**Instruction:** Pick out each line in the rows below that contains the word "sheep" and copy it.

**Supplied entries:**
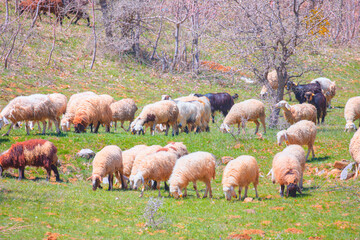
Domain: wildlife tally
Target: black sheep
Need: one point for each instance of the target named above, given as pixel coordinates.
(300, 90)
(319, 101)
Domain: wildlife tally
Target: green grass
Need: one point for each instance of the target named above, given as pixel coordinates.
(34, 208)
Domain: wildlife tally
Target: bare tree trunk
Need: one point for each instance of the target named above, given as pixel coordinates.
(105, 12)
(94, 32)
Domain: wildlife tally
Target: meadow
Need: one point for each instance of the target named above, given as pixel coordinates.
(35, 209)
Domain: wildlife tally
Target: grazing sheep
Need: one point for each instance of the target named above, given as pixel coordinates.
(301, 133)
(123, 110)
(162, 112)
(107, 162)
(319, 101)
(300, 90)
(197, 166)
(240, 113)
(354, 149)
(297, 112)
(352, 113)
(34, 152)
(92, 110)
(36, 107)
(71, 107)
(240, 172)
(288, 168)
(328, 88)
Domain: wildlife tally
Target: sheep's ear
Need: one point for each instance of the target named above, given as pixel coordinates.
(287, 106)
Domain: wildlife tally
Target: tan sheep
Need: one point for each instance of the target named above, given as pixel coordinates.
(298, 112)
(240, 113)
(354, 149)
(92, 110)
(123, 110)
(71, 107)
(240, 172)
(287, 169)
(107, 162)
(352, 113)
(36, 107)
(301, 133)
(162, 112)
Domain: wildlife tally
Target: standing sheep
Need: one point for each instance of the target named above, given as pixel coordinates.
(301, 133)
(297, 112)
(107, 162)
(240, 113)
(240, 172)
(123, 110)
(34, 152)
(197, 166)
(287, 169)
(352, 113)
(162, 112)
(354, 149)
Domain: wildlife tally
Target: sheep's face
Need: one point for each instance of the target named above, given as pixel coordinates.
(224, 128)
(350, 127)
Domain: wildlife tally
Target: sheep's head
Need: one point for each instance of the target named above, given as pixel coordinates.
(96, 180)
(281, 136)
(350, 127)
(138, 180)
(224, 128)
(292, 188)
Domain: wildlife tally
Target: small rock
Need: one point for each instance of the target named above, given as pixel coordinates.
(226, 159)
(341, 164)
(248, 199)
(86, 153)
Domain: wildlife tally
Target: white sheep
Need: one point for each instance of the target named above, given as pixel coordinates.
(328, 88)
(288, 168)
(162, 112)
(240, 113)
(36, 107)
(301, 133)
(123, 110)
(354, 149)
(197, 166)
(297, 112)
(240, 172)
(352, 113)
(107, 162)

**Solution:**
Target: black sheep
Target: grazing sheep
Target: sheep's ear
Target: tan sheep
Target: standing sheep
Target: sheep's face
Target: sheep's head
Target: white sheep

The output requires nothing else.